** PROBLEM **
Give back every line of the material below word for word, changing nothing.

— begin SOURCE RECORDS —

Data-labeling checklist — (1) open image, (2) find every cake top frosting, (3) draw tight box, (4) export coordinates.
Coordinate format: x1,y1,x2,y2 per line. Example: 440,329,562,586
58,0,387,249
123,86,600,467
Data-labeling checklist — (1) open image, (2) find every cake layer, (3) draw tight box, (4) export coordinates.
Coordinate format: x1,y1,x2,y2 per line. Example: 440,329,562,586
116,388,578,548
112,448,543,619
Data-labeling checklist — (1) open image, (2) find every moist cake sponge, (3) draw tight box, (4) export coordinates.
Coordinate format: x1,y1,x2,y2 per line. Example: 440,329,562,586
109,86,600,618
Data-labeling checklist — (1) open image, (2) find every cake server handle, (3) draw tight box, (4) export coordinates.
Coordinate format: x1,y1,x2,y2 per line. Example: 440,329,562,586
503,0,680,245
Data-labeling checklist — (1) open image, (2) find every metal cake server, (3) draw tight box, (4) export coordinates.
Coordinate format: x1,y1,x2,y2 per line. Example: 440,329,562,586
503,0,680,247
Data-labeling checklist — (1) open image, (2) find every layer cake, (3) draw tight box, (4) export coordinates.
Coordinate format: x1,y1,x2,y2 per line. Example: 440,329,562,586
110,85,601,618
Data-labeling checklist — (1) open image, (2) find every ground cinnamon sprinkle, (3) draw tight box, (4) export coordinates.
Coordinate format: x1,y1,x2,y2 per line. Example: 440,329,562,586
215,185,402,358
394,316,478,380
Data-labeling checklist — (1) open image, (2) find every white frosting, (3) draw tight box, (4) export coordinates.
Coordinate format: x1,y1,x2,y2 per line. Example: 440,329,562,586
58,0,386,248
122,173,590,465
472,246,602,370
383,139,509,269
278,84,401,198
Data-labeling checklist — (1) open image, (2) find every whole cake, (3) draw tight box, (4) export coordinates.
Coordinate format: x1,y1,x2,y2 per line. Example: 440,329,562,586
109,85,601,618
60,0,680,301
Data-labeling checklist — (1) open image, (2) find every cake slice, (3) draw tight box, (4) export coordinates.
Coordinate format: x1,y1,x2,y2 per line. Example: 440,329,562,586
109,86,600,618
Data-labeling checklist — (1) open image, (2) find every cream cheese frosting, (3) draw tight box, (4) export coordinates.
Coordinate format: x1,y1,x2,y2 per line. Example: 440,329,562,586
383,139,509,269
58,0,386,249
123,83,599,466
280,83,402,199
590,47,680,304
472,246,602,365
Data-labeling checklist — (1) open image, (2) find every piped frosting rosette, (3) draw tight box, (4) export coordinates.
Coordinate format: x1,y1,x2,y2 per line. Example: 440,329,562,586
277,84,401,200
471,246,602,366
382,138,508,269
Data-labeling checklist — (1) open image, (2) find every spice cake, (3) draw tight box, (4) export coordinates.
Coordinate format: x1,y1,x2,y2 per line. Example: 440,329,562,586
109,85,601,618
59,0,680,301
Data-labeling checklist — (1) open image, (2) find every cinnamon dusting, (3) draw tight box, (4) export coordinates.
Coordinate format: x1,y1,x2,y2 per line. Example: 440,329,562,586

— end SOURCE RECORDS —

** ANSWER IN FULL **
Data-labeling checklist — (1) open image, (2) find every cake top frosting, (3) draw tight box, (4) export coordinates.
Coordinate format: x1,y1,x2,y2 per line. Example: 440,329,562,586
58,0,387,249
123,86,600,467
Data-labeling checklist — (1) open image, (2) find every cake layer, (3) draw tight box, (4) export coordinates.
Coordinate format: x1,y1,x2,y2 per line. Example: 440,329,562,586
116,388,578,548
112,448,543,619
Data-labeling checklist — (1) open image, (2) find every moist cake sponge, (3) draw tight box, (4) export coordinates.
Coordinate format: x1,y1,x2,y2 per line. Example: 440,329,562,586
109,86,600,618
Data-labeling checklist — (1) open image, (2) find every cake server handle, (3) draw tight box, (4) export coordinates.
Coordinate format: x1,y1,x2,y2 per line. Example: 440,329,562,586
503,0,680,245
Data-labeling checklist — (1) open image, (2) find every metal cake server, (3) draw tight box, (4) export coordinates.
Coordinate format: x1,y1,x2,y2 per line. Example: 440,329,562,586
503,0,680,247
Data-labeling checklist — (1) open image, (2) find every layer cake, (3) draw tight box, (4) export coordinates.
Coordinate format: x1,y1,x2,y2 per line. Example: 440,329,562,586
110,85,601,618
Data-labeling checklist — (1) open image, (2) find every ground cinnamon sprinkle, (3) draw tight box, (4) export coordinates.
Coordinate format: x1,y1,x2,y2 per line. Example: 440,329,562,586
215,185,402,358
394,316,478,380
Data-labeling checklist — (1) open image, (2) find every white frosting, (3) draw tight box, (4) export coordinates.
Coordinate format: x1,y1,x2,y2 per line. Example: 440,329,562,586
58,0,386,248
122,173,590,465
472,246,602,370
383,139,509,269
278,84,401,198
Data-labeling checklist — (1) open image, (2) find every whole cake, (3) draw tight box, (4) export coordinates.
Coordinate format: x1,y1,x2,y2 per line. Example: 440,329,562,586
109,85,601,618
60,0,680,301
Data-labeling checklist — (1) open image, (2) find every cake slice, (3) draw tight box, (4) export coordinates.
Coordinate format: x1,y1,x2,y2 per line. Example: 440,329,562,586
109,86,600,618
Data-labeling checklist — (1) open image, (2) find every cream cheese frosting, (3) draw tight box, (4) export coordinates.
Coordinate format: x1,y1,x2,y2 per line. Example: 440,329,562,586
383,139,509,269
58,0,386,249
123,83,599,466
280,83,402,199
590,47,680,304
472,246,602,365
Data-labeling checklist — (1) open image, (2) find every piped frosting rosette, (3) draw tight box, (4) export coordinates.
Coordinate format: x1,y1,x2,y2 per line. Example: 440,329,562,586
277,84,401,200
471,246,602,366
382,138,508,269
Data-labeling checklist — (1) open image, (2) find every spice cake, (3) draw tight box, (4) export coordinates.
Coordinate format: x1,y1,x2,y2 per line. Example: 440,329,562,586
109,85,601,618
59,0,680,301
Data-labeling checklist — (1) open image, (2) find every cinnamon dusting, (3) draw tight box, (4) export coordinates.
Coordinate format: x1,y1,x2,y2 per line. Example: 440,329,562,586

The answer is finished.